◆ Recorded data:
-----

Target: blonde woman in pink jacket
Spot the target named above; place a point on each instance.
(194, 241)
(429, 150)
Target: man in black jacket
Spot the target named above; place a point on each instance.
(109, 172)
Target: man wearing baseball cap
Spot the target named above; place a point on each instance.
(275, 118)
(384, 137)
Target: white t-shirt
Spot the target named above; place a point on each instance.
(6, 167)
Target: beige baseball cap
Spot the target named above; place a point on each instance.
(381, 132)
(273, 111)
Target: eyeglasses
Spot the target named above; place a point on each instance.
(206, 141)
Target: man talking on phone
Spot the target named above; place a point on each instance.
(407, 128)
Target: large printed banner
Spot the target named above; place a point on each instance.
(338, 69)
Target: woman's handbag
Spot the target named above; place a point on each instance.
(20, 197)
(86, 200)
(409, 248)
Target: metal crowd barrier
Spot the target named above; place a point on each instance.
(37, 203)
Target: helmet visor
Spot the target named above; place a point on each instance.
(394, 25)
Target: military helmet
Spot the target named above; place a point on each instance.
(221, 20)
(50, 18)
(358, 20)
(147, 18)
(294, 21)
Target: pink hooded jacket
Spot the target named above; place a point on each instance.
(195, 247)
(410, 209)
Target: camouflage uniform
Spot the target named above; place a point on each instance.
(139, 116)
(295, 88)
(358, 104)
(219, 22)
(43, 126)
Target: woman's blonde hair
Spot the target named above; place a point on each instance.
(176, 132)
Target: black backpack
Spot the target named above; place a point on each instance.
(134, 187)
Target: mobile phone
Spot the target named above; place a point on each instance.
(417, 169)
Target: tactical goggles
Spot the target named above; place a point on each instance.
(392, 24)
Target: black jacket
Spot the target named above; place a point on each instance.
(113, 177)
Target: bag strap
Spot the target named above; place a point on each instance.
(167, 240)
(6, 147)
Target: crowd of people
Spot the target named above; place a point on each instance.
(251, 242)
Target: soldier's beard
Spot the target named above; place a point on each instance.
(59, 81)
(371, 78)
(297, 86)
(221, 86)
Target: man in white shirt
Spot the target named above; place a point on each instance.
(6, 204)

-----

◆ Problem statement: Every line above that holds the word "phone" should be copied out.

◆ Exercise output:
Target: man talking on phone
Target: mobile phone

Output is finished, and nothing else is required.